● Exercise materials:
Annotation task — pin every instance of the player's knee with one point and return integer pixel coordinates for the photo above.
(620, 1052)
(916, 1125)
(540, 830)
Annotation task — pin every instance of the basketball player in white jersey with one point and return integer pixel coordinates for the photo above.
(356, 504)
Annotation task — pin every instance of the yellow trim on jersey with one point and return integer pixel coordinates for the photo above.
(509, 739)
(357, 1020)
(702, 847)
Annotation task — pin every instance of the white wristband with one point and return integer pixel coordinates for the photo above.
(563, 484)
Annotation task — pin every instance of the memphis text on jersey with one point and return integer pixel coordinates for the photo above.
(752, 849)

● What you have to do:
Reproduce every one of the entries above word for word, keeping them in their original order.

● Answer to this exercise:
Annotation task — pin every instance of the player's knee with one point and return integer pixel coordinates for the photo above.
(620, 1052)
(916, 1125)
(540, 830)
Annotation task — pin every instance of the basketball player in white jersey with one point and return integer pixel coordinates for the photo above.
(356, 504)
Annotation task — pin every instance of the yellow trim on jersey with one point and return integer pixel coordinates for the photo above.
(509, 739)
(357, 1020)
(702, 847)
Annotation task — pin every instance of the white wristband with one point and return integer pixel coordinates for the photo above.
(563, 484)
Annotation task — pin every instance of the memphis text on jersey with one point and return integer pixel coordinates for the photo above.
(752, 849)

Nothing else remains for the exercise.